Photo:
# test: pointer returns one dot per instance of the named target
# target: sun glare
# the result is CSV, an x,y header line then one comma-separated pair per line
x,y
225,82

━━━━━━━━

Figure out how many lines in the entries above contain "target". Write only that number.

:: YOUR SOLUTION ::
2